*WHAT TO DO*:
Track down each line below containing the string "tablecloth" and copy it.

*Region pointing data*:
+--

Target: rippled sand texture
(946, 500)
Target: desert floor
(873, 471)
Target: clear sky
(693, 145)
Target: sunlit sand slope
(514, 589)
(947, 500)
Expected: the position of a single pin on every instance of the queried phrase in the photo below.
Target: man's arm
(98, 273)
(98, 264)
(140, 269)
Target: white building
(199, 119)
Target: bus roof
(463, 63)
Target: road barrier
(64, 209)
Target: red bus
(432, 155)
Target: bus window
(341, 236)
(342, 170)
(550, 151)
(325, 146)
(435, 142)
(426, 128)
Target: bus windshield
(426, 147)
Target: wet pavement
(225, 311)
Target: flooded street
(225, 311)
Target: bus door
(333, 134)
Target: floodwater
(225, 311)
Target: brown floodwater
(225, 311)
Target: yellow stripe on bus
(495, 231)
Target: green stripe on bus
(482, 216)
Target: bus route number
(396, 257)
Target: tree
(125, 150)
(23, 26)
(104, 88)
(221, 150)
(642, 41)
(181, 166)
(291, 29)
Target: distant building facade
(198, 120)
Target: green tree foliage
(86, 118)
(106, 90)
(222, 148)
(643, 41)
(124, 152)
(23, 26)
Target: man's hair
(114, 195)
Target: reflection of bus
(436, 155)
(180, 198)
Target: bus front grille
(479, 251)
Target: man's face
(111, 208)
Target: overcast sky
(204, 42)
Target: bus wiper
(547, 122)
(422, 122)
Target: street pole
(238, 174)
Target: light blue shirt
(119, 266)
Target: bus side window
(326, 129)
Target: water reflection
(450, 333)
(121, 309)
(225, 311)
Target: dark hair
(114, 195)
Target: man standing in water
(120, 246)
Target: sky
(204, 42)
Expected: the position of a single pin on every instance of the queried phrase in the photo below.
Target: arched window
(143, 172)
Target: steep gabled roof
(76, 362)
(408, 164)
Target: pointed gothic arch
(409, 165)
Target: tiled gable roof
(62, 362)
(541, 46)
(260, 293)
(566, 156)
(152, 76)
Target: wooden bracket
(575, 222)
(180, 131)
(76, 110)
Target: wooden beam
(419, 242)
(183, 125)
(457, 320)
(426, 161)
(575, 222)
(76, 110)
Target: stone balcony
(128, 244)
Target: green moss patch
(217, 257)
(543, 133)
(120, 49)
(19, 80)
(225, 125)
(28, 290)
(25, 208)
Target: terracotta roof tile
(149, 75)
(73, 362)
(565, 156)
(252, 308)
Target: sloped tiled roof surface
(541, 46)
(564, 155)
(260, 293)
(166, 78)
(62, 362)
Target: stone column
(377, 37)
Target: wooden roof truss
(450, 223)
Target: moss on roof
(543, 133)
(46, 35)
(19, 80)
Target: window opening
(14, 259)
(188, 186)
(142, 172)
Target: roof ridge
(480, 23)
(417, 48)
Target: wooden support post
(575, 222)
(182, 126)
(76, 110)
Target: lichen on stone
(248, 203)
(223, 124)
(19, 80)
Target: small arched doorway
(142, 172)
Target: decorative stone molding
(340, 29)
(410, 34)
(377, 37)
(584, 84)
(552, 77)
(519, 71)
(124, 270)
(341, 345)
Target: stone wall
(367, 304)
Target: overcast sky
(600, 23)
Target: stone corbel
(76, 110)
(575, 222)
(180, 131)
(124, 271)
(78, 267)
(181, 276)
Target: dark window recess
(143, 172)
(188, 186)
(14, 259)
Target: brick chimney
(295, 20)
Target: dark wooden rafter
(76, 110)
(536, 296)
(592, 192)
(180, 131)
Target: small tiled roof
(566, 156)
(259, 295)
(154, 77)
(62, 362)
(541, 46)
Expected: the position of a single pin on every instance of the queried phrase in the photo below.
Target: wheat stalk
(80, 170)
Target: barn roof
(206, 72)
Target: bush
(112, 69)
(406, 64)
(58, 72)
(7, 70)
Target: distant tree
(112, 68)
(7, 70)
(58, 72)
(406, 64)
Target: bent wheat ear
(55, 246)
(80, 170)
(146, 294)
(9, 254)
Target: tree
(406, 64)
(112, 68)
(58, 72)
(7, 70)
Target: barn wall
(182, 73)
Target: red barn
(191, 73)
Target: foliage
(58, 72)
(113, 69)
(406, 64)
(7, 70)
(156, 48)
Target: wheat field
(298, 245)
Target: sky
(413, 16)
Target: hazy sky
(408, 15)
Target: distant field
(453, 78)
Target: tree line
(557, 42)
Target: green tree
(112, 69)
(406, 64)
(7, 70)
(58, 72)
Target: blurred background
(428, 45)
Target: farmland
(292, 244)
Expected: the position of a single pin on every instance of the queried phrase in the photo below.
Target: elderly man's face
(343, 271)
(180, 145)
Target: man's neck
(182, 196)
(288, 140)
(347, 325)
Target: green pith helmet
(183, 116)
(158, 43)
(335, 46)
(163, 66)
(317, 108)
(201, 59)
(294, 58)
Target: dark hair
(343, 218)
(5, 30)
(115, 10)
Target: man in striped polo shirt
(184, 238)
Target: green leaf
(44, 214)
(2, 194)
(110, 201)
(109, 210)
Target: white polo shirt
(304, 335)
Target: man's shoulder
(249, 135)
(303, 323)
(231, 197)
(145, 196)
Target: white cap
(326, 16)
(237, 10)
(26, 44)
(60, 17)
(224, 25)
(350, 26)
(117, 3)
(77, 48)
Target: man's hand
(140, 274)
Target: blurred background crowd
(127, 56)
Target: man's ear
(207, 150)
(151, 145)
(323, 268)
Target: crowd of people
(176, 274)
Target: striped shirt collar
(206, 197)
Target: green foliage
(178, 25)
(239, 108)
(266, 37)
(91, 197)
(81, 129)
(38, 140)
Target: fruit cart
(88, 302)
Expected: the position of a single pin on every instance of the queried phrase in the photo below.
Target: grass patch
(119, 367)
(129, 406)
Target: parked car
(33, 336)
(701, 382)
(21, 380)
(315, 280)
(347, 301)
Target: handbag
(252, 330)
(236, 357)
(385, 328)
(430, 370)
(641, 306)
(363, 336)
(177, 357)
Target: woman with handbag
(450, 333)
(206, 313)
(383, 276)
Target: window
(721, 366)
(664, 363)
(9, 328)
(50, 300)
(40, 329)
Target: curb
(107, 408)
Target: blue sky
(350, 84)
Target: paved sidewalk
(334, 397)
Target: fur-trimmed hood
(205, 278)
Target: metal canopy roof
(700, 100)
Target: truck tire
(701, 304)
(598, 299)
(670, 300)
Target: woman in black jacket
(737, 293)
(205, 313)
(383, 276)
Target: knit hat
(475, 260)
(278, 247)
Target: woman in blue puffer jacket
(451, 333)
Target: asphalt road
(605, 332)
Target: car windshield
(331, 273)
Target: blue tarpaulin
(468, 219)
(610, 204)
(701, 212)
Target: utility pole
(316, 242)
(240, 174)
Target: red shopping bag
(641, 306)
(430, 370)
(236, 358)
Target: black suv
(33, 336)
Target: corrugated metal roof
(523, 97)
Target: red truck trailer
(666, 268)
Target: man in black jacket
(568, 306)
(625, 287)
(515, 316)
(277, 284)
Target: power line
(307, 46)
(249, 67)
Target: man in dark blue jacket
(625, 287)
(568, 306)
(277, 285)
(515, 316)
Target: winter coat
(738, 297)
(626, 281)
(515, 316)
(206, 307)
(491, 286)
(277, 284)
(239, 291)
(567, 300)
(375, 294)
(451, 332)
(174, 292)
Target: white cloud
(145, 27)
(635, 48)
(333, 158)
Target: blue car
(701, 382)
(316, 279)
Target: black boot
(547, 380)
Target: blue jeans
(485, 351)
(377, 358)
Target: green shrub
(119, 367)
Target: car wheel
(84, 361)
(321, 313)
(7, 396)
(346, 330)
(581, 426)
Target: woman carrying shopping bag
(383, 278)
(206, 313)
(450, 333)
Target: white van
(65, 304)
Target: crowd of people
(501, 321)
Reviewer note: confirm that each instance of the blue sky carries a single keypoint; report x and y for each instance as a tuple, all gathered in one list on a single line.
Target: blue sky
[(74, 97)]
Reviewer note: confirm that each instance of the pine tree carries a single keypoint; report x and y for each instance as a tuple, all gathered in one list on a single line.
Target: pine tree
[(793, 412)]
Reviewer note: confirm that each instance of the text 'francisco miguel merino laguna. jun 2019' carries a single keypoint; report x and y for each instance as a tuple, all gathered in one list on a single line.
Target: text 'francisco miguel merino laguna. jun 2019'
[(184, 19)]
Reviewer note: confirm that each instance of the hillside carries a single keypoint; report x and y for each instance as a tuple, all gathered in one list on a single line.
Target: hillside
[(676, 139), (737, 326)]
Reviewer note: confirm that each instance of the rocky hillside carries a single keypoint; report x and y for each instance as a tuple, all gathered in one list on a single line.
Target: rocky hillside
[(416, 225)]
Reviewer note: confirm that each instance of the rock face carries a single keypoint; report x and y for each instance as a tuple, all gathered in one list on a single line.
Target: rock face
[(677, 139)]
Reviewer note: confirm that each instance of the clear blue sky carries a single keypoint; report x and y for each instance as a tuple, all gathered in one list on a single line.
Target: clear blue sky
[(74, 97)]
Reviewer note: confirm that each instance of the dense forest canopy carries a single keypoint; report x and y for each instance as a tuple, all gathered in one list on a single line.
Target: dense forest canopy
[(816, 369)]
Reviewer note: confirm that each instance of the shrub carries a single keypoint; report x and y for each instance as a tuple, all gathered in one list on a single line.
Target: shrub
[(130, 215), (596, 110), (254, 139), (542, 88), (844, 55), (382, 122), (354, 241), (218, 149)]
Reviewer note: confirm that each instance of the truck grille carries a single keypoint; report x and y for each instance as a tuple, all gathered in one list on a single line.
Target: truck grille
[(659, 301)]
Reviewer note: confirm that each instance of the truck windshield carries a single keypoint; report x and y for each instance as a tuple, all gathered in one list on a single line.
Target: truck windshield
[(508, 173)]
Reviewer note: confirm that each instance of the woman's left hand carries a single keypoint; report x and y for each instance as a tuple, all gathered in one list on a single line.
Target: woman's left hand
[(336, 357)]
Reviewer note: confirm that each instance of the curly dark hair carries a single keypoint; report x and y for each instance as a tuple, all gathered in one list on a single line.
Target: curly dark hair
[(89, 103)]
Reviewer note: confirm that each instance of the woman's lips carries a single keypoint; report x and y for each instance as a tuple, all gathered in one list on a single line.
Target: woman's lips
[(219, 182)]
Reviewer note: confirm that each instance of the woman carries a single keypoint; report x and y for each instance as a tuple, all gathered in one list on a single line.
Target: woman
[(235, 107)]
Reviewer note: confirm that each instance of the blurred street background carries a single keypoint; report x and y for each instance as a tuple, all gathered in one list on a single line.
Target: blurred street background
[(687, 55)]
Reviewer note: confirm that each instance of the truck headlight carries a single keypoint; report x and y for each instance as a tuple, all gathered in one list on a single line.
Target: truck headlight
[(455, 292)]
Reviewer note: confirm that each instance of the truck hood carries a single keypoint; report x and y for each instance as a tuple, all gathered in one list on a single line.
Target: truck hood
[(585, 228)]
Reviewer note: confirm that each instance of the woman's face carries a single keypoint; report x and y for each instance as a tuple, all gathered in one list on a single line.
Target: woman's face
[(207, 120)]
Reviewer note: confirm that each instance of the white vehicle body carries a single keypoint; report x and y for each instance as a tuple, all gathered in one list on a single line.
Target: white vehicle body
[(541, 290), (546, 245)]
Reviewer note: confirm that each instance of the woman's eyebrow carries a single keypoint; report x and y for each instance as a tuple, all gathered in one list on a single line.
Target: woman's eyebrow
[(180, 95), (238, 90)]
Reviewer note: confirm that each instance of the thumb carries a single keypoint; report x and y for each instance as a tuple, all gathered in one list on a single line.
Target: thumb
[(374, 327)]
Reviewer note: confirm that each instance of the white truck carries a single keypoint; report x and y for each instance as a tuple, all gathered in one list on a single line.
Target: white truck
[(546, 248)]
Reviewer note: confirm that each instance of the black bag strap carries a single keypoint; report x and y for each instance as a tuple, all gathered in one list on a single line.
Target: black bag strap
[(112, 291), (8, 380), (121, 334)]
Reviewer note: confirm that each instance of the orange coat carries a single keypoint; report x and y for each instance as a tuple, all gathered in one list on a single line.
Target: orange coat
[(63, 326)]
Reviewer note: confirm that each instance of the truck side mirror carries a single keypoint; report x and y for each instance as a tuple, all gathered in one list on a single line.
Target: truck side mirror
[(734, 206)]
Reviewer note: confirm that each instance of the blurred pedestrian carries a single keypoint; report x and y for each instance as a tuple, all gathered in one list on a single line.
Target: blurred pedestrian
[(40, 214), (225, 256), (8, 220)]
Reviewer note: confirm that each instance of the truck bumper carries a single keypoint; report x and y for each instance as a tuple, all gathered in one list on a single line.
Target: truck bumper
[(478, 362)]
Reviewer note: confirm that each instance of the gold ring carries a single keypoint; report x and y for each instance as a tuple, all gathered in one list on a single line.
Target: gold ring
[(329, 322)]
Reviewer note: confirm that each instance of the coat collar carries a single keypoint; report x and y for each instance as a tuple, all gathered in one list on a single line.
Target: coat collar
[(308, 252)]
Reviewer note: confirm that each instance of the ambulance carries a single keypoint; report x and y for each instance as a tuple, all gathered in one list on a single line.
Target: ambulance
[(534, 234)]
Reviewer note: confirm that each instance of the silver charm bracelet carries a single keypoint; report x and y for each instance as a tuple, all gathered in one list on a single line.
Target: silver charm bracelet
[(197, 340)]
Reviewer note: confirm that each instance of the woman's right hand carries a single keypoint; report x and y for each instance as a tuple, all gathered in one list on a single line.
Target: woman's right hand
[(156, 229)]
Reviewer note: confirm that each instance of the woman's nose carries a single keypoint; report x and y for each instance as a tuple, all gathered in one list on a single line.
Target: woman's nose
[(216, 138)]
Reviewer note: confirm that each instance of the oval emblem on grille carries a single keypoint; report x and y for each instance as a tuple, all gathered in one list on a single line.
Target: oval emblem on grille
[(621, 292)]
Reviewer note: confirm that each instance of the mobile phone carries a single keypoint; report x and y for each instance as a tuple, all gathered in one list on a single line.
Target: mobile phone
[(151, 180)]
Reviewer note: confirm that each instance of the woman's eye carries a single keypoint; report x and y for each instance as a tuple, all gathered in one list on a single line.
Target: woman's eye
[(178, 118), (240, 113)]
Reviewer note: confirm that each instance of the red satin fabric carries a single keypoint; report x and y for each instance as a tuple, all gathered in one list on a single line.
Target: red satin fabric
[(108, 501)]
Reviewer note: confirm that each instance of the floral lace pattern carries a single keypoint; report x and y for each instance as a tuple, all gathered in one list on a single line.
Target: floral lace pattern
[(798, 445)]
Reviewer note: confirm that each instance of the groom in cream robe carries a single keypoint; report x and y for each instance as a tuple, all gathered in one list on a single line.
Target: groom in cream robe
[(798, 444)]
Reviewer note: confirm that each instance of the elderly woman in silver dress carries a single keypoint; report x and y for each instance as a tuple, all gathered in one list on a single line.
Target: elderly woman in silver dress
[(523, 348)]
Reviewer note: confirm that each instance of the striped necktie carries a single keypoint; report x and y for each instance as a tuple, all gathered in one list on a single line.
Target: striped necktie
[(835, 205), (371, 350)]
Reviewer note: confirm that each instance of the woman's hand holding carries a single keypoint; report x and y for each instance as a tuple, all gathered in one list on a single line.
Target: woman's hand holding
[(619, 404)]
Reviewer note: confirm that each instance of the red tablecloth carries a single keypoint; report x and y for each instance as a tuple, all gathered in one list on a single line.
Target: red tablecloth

+--

*OUTPUT OF THE EXERCISE*:
Reviewer note: confirm that each instance of the red tablecloth carries a single keypoint; report x and y for each instance as a tuple, all gathered in one list on a single line.
Target: red tablecloth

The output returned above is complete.